- **What this task involves**: Arrange the listing below as a Markdown table with two columns, No. and Entry, giving each line its own numbered row. Skip blank lines and leave out the pictures.

- **Listed entries**:
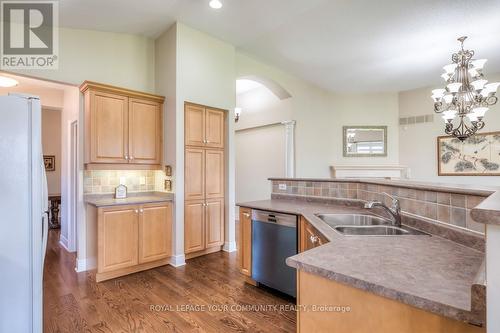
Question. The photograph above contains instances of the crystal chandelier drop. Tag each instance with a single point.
(467, 95)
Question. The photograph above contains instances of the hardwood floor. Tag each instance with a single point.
(165, 299)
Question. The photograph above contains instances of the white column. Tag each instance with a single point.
(289, 148)
(492, 277)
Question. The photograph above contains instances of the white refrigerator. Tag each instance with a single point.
(23, 214)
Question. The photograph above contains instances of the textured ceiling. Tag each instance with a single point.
(340, 45)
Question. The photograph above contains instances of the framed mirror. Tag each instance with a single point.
(365, 141)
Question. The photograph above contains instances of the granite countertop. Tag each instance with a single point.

- **Expected answer**:
| No. | Entry |
|---|---|
| 1 | Question. The photograph above contains instances of the crystal chandelier drop. Tag each instance with a single point. |
| 2 | (467, 95) |
| 3 | Question. The photograph above contains instances of the hardwood floor. Tag each instance with a single point. |
| 4 | (165, 299) |
| 5 | Question. The photograph above contains instances of the white column. Tag each instance with a single point. |
| 6 | (289, 148) |
| 7 | (492, 277) |
| 8 | Question. The photograph above contains instances of the white refrigerator. Tag each instance with a single point. |
| 9 | (23, 214) |
| 10 | Question. The photograph above contains instances of the textured ceiling. Tag each instance with a single point. |
| 11 | (340, 45) |
| 12 | Question. The photograph above contains instances of the framed mirror. Tag each instance with a single point. |
| 13 | (365, 141) |
| 14 | Question. The photograph above contains instances of the granite countertop. Tag each instance with a single point. |